-------- Available data

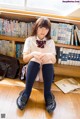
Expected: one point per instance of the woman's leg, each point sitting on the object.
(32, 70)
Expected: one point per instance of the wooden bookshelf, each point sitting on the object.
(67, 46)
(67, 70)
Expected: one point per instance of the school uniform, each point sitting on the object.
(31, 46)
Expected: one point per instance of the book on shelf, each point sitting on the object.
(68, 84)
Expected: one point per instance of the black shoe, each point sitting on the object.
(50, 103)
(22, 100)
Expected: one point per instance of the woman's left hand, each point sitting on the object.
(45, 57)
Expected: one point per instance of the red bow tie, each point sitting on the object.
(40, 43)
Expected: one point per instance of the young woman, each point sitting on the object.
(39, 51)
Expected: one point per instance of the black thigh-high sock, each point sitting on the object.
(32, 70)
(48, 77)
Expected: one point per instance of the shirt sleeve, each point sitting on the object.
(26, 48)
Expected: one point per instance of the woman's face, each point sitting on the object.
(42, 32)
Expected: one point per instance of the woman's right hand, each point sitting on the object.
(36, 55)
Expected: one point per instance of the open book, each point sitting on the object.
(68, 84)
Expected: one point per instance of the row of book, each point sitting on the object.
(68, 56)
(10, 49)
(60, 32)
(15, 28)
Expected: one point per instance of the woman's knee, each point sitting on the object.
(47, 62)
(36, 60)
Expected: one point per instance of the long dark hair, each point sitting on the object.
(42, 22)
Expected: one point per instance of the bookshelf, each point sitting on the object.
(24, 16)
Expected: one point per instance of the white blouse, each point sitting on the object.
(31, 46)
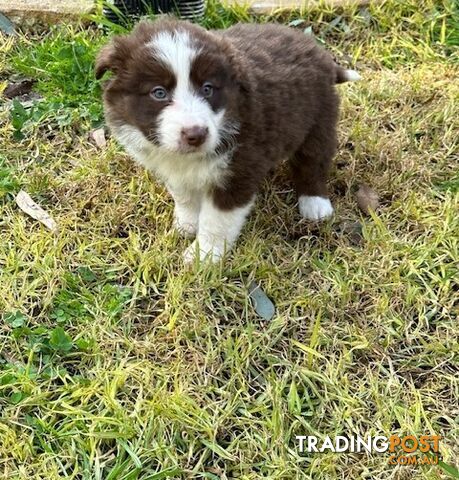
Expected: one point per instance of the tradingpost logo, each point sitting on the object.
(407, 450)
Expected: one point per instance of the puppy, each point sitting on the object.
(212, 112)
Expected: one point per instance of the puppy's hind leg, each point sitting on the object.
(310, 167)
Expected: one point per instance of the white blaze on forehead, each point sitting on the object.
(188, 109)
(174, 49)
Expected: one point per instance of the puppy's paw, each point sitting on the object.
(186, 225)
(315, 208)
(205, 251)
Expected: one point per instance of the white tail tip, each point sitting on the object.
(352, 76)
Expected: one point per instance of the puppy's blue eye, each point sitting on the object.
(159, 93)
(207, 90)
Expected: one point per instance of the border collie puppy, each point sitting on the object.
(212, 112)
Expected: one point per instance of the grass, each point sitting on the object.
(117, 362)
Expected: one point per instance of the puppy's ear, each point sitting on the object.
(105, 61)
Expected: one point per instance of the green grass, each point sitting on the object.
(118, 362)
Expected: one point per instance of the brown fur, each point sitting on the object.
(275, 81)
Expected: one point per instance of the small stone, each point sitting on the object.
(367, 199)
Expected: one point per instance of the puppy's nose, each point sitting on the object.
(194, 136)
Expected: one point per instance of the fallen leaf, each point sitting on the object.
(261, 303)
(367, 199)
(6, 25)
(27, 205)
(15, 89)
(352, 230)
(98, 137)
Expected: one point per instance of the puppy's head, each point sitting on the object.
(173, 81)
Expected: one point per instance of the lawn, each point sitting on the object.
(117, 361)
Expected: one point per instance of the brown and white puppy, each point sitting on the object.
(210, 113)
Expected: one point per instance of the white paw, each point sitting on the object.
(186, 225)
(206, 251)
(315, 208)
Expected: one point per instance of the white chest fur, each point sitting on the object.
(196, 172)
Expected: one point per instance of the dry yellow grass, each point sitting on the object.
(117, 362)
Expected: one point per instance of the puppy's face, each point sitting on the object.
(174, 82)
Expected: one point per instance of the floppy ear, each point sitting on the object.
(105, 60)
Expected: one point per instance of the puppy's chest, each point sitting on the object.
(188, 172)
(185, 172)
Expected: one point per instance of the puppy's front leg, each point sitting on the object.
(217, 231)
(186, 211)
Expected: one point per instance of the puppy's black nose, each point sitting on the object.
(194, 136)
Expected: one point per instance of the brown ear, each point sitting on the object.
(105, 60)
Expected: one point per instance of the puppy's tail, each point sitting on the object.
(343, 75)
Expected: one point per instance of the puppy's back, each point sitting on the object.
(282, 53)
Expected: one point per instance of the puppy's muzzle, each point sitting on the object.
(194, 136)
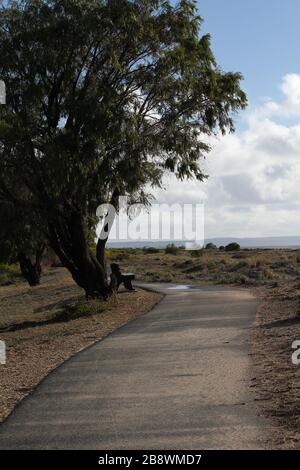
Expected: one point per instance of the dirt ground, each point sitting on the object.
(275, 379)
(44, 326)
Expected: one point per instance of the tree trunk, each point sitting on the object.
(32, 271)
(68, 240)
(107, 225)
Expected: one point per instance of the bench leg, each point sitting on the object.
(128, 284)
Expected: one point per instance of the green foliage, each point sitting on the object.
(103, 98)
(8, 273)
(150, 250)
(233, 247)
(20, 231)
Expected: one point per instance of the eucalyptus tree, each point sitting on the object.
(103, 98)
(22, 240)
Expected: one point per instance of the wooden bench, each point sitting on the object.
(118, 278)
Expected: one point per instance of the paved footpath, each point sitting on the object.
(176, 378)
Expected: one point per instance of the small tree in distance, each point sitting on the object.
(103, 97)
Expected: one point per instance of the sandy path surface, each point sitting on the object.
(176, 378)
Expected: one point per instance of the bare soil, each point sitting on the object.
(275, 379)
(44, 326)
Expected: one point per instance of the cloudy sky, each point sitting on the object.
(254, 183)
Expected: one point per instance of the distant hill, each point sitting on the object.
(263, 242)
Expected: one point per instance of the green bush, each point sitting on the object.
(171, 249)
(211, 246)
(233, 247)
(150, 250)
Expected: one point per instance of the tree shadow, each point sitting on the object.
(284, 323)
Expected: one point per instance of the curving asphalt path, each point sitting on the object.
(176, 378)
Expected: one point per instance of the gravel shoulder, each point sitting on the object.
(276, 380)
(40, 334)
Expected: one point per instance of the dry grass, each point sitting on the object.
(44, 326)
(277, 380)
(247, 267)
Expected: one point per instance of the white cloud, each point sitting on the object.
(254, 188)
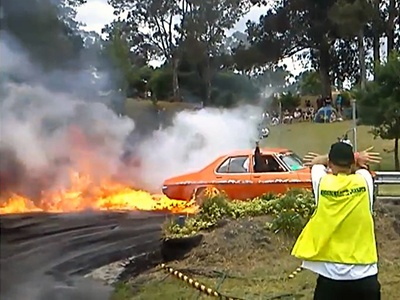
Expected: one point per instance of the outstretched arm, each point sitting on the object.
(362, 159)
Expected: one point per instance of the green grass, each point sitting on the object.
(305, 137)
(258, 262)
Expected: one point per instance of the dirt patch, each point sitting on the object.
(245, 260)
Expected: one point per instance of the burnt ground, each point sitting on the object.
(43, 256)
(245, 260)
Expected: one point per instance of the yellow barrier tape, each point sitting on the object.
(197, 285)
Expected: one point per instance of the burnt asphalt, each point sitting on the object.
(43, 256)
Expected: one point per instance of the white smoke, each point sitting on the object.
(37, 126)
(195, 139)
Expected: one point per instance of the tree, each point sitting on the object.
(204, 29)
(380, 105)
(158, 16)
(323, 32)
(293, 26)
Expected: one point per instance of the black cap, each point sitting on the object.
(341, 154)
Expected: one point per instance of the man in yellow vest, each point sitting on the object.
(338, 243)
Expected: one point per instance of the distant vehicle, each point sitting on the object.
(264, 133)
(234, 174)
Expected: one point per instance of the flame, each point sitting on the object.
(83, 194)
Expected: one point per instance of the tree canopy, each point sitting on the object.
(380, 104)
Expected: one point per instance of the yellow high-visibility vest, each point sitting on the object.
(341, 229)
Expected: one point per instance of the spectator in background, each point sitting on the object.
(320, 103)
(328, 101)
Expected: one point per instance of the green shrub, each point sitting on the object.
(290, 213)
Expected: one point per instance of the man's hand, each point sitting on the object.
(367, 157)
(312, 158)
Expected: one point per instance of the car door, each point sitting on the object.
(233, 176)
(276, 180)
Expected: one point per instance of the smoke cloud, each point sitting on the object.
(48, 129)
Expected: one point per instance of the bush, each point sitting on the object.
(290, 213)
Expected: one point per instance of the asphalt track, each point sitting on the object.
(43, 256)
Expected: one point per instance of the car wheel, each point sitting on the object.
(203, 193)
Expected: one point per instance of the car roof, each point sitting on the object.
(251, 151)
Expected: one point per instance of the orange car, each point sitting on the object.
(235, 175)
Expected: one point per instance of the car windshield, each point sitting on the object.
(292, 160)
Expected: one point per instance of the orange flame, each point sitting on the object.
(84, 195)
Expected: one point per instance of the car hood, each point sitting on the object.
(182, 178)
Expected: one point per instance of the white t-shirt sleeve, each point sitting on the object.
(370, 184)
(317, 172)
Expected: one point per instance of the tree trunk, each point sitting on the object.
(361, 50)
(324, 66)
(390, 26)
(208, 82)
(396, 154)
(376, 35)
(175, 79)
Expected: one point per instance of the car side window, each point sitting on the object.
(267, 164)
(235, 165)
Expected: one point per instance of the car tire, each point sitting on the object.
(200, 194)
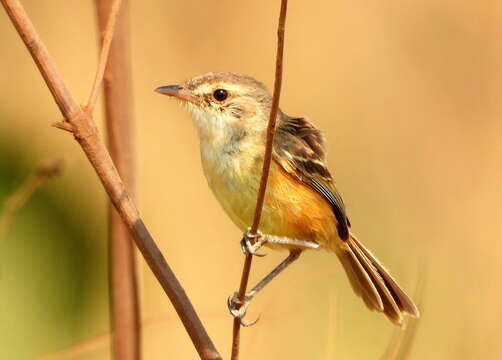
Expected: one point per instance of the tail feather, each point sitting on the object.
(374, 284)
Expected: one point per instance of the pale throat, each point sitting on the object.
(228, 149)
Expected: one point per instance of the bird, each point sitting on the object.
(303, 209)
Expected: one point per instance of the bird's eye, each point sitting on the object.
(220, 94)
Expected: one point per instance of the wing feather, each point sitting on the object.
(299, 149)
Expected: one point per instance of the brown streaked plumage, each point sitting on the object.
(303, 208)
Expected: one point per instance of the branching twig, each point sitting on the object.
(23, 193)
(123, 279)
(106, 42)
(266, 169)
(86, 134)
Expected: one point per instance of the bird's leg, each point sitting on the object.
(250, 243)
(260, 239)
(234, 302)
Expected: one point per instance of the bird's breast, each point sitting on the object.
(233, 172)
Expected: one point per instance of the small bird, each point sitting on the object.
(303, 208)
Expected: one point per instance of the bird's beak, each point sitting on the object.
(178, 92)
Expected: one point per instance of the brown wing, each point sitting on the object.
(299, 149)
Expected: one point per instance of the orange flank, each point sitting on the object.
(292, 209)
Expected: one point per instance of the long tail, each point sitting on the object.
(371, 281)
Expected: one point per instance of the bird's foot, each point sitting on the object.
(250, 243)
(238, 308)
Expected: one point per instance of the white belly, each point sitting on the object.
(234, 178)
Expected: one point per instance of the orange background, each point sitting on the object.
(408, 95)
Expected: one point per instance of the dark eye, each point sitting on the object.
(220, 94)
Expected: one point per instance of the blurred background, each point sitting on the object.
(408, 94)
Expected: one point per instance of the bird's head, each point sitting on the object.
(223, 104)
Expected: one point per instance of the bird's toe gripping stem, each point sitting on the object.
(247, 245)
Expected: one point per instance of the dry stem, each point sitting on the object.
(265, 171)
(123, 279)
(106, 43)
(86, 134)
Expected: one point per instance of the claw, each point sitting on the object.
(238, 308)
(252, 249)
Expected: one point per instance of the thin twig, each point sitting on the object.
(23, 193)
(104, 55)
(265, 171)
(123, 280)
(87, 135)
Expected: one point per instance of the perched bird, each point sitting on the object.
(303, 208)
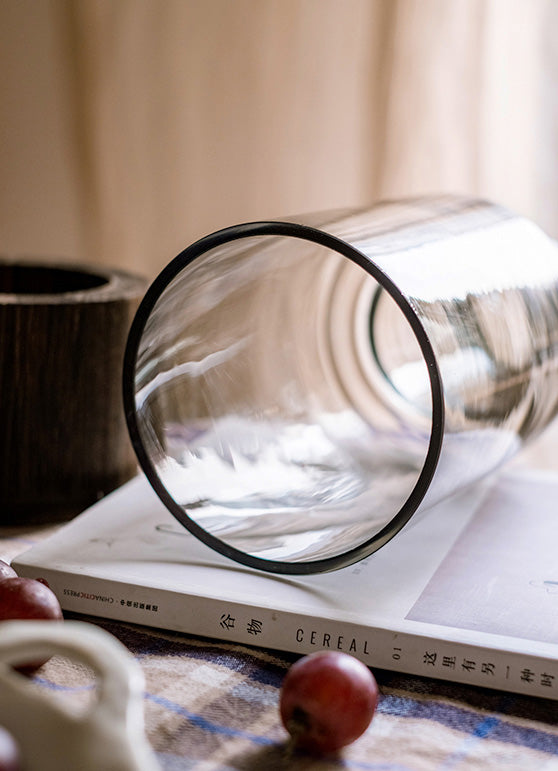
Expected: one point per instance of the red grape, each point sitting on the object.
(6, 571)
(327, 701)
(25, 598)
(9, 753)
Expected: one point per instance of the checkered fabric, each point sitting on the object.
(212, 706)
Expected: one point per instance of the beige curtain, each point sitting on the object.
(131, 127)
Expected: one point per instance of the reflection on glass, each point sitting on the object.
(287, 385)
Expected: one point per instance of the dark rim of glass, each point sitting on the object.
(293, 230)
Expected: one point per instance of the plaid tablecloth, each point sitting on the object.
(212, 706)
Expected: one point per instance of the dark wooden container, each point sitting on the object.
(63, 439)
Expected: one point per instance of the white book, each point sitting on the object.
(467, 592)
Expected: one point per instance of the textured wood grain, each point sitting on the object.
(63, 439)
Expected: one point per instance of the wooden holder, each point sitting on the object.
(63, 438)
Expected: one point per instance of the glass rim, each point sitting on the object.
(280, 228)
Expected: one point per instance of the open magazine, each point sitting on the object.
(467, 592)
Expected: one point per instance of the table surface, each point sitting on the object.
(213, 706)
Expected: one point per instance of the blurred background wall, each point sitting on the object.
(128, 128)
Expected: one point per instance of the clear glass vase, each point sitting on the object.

----------------

Exercise requirements
Starting with the line that has "Expected: one point per instance of the table", print each remaining line of the listing exactly.

Written response
Expected: one point per instance of the table surface, each point sitting on the object.
(213, 706)
Expected: one point per instance of the blurred background wall, each point sitting on the object.
(128, 128)
Expected: one point per instance of the clear glass vase, each point sitting on the object.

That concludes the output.